Image object location entries:
_____

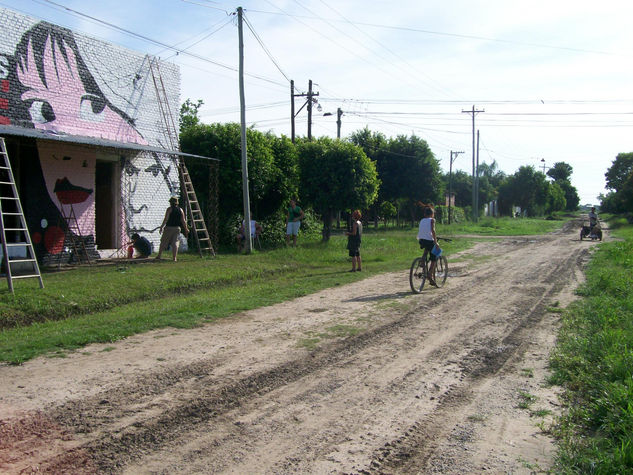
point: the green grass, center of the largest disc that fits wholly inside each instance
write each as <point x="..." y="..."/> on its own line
<point x="505" y="226"/>
<point x="102" y="304"/>
<point x="594" y="362"/>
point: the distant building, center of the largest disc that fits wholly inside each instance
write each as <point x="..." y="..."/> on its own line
<point x="84" y="127"/>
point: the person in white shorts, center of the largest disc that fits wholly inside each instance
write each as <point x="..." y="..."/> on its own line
<point x="293" y="222"/>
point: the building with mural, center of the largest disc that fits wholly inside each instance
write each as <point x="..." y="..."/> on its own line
<point x="85" y="126"/>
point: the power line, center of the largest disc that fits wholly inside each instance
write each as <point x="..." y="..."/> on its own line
<point x="268" y="53"/>
<point x="160" y="43"/>
<point x="451" y="35"/>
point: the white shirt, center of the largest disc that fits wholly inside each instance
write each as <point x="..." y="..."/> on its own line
<point x="425" y="230"/>
<point x="253" y="224"/>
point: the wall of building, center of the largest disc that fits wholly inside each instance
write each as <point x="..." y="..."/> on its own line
<point x="66" y="83"/>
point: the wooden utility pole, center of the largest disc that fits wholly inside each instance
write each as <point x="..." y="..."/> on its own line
<point x="309" y="100"/>
<point x="292" y="110"/>
<point x="309" y="110"/>
<point x="477" y="177"/>
<point x="247" y="208"/>
<point x="474" y="112"/>
<point x="450" y="182"/>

_____

■ Request ■
Copy out all of the data word for word. Do not carry over any picture.

■ Final answer ■
point: the green grass, center of the largest disc that fits wholly inside each instance
write each as <point x="..." y="..."/> on its own line
<point x="505" y="226"/>
<point x="102" y="304"/>
<point x="594" y="362"/>
point: the distant building, center of the largest disc that fits wholly inside each instance
write each as <point x="..." y="..."/> on its own line
<point x="84" y="127"/>
point: the person in white shorts, center of the largest disc that fits wholly inside each instance
write each as <point x="..." y="..."/> on its own line
<point x="293" y="222"/>
point: the building with mural, center of the largest disc that fits wholly inside each instance
write each as <point x="..." y="..."/> on its own line
<point x="85" y="126"/>
point: the power line, center of the largest disc that fits wholly inside each instance
write each as <point x="..." y="..."/> on its own line
<point x="268" y="53"/>
<point x="160" y="43"/>
<point x="451" y="35"/>
point: the white shirt, center of the largest disc that fits wholly inside each instance
write each as <point x="..." y="..."/> on its own line
<point x="425" y="230"/>
<point x="253" y="224"/>
point: the wall of building, center of the largest disc that fits wholly inside each instance
write each as <point x="..." y="..."/> on its own line
<point x="66" y="83"/>
point: the wooden utility pole, center of the largest disc that fits wholly inside each instance
write each as <point x="..." y="..."/> on its own line
<point x="309" y="100"/>
<point x="292" y="110"/>
<point x="309" y="110"/>
<point x="477" y="177"/>
<point x="247" y="208"/>
<point x="474" y="112"/>
<point x="450" y="182"/>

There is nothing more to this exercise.